* start Dataset content *

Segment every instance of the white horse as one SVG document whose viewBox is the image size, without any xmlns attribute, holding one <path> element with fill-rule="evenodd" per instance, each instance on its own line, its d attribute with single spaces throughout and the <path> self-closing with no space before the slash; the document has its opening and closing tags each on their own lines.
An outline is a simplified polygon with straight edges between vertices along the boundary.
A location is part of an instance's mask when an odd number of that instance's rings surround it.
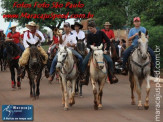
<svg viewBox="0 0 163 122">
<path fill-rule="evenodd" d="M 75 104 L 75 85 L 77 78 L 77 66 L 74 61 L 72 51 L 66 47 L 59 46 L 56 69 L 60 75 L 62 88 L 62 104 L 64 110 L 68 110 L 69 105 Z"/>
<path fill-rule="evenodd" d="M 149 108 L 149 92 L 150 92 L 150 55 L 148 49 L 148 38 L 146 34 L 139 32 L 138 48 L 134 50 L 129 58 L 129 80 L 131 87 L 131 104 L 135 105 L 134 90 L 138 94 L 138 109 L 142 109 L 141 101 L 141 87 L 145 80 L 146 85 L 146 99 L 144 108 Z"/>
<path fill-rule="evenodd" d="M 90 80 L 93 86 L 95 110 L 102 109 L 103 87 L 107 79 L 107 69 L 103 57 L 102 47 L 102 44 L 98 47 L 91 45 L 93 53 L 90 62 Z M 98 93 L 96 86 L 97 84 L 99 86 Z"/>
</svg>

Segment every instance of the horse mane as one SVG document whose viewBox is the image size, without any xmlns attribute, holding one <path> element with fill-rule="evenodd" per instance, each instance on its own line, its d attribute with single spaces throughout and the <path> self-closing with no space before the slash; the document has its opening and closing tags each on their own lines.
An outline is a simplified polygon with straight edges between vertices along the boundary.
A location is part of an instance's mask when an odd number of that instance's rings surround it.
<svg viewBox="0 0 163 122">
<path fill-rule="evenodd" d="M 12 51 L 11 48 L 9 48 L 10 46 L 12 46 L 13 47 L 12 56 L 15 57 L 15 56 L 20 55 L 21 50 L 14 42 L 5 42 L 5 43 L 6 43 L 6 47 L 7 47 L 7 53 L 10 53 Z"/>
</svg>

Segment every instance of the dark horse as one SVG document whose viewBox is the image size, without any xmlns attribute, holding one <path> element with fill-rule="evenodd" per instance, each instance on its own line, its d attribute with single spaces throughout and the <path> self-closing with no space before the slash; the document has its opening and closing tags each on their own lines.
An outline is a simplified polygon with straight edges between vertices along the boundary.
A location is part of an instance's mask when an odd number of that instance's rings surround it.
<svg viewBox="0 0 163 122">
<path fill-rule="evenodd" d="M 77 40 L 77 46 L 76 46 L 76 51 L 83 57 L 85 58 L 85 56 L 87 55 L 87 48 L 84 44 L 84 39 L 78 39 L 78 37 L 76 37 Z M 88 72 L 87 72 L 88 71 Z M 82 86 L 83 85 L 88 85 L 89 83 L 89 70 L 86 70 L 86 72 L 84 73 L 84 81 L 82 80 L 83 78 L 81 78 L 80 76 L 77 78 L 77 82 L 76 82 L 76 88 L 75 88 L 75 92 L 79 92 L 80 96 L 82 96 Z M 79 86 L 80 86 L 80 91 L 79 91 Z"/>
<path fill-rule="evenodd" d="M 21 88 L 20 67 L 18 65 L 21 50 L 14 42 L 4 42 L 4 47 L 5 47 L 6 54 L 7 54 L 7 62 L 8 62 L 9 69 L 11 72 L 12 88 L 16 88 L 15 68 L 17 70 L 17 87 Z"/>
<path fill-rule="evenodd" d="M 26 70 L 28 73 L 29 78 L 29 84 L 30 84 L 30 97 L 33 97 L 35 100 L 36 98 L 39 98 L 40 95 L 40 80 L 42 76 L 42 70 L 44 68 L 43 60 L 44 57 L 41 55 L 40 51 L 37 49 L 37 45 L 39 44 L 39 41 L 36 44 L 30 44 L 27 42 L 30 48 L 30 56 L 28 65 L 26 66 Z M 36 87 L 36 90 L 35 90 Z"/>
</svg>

* end Dataset content *
* start Dataset content *

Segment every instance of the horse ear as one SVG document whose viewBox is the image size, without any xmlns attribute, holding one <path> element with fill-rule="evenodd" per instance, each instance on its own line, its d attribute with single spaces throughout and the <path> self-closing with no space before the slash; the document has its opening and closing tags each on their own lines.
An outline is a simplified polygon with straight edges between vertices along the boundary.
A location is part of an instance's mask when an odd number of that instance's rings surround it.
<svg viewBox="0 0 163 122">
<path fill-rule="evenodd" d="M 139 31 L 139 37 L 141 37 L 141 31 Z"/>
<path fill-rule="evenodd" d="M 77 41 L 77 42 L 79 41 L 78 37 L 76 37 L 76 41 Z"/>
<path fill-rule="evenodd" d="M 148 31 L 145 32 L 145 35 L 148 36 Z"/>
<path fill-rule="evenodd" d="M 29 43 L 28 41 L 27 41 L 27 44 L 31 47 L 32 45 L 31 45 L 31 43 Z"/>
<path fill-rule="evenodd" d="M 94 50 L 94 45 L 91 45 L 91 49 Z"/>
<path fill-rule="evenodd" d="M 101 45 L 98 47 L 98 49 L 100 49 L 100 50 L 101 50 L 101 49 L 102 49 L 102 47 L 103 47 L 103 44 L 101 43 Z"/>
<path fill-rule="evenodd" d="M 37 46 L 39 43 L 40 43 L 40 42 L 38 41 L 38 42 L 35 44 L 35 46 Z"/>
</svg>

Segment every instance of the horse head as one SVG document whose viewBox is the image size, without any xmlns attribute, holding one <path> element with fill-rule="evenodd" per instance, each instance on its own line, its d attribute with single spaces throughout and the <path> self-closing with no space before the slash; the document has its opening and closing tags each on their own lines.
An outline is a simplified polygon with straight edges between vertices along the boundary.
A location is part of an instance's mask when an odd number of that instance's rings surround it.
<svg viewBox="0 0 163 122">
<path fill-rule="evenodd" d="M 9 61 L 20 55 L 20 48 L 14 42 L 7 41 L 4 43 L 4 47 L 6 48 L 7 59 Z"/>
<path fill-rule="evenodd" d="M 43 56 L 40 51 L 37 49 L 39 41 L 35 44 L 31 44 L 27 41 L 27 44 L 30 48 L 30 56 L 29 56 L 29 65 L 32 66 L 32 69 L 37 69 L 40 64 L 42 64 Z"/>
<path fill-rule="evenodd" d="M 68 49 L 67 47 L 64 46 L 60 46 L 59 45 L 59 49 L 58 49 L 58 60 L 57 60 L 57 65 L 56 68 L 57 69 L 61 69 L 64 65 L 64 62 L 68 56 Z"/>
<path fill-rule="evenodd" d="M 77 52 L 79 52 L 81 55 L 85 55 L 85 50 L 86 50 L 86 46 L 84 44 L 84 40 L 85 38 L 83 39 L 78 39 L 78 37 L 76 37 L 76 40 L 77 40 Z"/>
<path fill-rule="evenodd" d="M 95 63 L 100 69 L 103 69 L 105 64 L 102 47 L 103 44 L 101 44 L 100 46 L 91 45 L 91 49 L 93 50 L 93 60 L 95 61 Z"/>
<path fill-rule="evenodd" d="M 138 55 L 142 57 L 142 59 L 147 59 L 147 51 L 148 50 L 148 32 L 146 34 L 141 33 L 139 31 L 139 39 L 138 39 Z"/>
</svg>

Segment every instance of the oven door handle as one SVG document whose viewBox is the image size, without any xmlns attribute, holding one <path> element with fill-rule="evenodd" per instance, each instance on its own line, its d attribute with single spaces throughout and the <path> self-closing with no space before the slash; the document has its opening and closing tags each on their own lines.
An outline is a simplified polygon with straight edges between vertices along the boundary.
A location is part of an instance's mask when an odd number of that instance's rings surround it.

* end Dataset content *

_Task description_
List each line in the entries above that contains the word "their".

_Finished answer_
Segment every instance of the white horse as one SVG document whose viewBox is the image size, without any xmlns attribute, holding one <path> element with fill-rule="evenodd" per instance, each instance on its own line, its d attribute with single spaces throughout and the <path> self-closing with no space before the slash; the document has its opening and closing tags each on their own lines.
Segment every instance of the horse mane as one SVG document whose viewBox is the image size, without any xmlns attribute, holding one <path> element with fill-rule="evenodd" per instance, each instance on its own line, its d attribute with single spaces throughout and the <path> self-closing with no space before the slash; the document has its opening and closing tags each on their own lines.
Segment every instance of the dark horse as one SVG document whose viewBox is the image size, without any xmlns attribute, holding one <path> element with fill-rule="evenodd" per instance, each instance on its own line, its d attribute with single spaces throughout and the <path> self-closing with no space before the slash; the document has its opening and closing tags each on their own lines.
Segment every instance of the horse ear as one SVG document whose viewBox is the image size, without any xmlns attribute, holding one <path> element with fill-rule="evenodd" per instance, each instance on its own line, its d attribute with single spaces throughout and the <path> self-closing with no space before the slash; the document has its opening and closing tags each on their own lines.
Segment every instance of the horse head as one SVG document whose viewBox is the image size, without any xmlns attribute, holding one <path> element with fill-rule="evenodd" per instance, each instance on its own line, its d attribute with single spaces throughout and the <path> self-closing with no space before the slash; the document has its opening and closing tags each on their own lines.
Segment every instance of the oven door handle as one SVG document whose viewBox is the image size, without any xmlns attribute, holding one <path> element with fill-rule="evenodd" per instance, each instance on its own line, its d attribute with single spaces throughout and the <path> self-closing with no space before the slash; the document has its opening and closing tags each on their own lines.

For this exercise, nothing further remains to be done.